Monthly Archives: October 2022

Augie, I’ve fallen more in love with you over this past year than I knew was humanly possible!

When you were born, I was in the weeds. I had a 4 year old, a 2 year old with special needs, a new job and a whole new life. I didn’t even know who I was anymore, and I knew I couldn’t give you everything you needed from me. It made me sad. I felt like I was failing you.

And then at the ripe age of 3, your world was turned upside down by a global pandemic that no one in the world knew how to handle….not even your mommy. Who knows what kind of damage that will do to you kids? I shudder as I think about it BUT I also thank the Lord everyday that we were able to keep you safe from it. I remember your first time back at Wegmans was last year around this time. You were flabbergasted that the store had all the same food you had at your house and inwardly, I really started to wonder if you would be okay.

But since we’ve been back in action, you have flourished. You, my sweets, were born for the world. First off, you want to know everything about it. You want to know what every word means, why things happen the way they do. I watch your wide eyes take things in, I see you processing, and I know the questions are coming. It’s delightful to see this planet through your eyes. You make everyone laugh with your grown up vocabulary and sometimes cringe ability to tell things exactly how they are. It’s refreshing to see you witness life so unabashedly.

And because you finally have: opportunity, love and admiration; your needs are being met. With that, there comes a calmness about you that you haven’t had ever. Yes, you will still cry on repeat when you want a snack or don’t want to go to school. But your persistence is much more admirable than annoying. I know it will serve you well when you’re the grown up you already think you are.

(Dataset excerpts)

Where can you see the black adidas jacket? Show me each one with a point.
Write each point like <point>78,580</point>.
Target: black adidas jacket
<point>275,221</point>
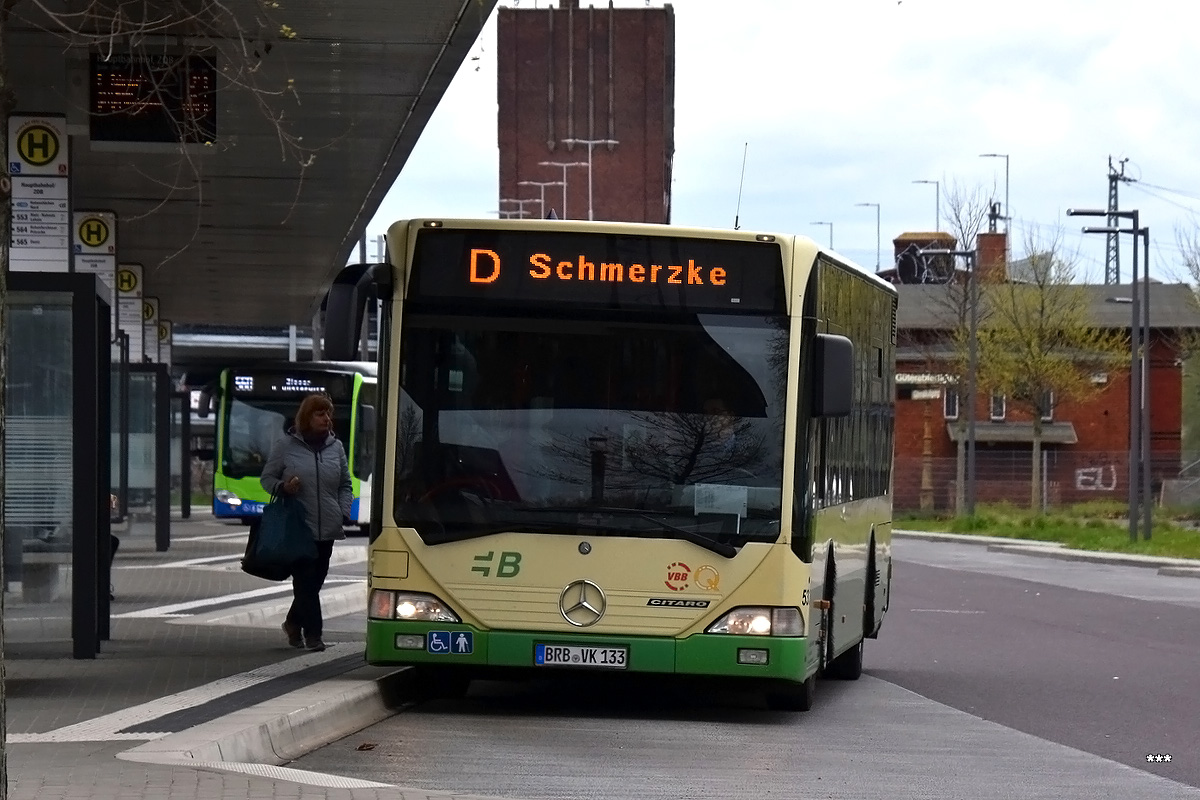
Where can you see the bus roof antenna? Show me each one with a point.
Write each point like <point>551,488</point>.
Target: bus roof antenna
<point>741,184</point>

* **WORK ORDER A**
In the letter to Augie, swap "pandemic" for "outbreak" and give again the part that begins with the words "When you were" and ends with "would be okay.".
* **WORK ORDER B**
Carry on the letter to Augie from the point where it stops.
The records have no connection to the text.

* **WRITTEN ANSWER A**
When you were born, I was in the weeds. I had a 4 year old, a 2 year old with special needs, a new job and a whole new life. I didn’t even know who I was anymore, and I knew I couldn’t give you everything you needed from me. It made me sad. I felt like I was failing you.

And then at the ripe age of 3, your world was turned upside down by a global outbreak that no one in the world knew how to handle….not even your mommy. Who knows what kind of damage that will do to you kids? I shudder as I think about it BUT I also thank the Lord everyday that we were able to keep you safe from it. I remember your first time back at Wegmans was last year around this time. You were flabbergasted that the store had all the same food you had at your house and inwardly, I really started to wonder if you would be okay.

* **WRITTEN ANSWER B**
You have arrived Augie. All those times you sat waiting in the wings to be fawned over. The time you spent confined to the house as the “baby of the family” (a term you despise by the way,) because there was a deadly virus on the loose. All those set backs did were to make you that much more ready to fly. Daddy and I proudly watch you swoop and swirl and we marvel how it all comes to you with such ease. The only worry I have about you is that you’ll leave the nest for the big waiting world, only to never return.

So maybe I let you sleep in my bed a bit longer than I should? Maybe I hold on tightly to every “mommy” that you utter. Maybe it’s you who gets the limelight for a minute. Because you are finally living the life that was meant for you.

I will not tell you to “never stop being you” because I know you never will. Instead I will tell you this: watching you unfold your wings is a privileged gift that you have given to us. I promise to always value your uniqueness with the same thrill that you approach the world. You will set the place on fire someday, in the best way possible. There is no doubt in my mind little one.

Happy 6th birthday August James . I love you beyond!!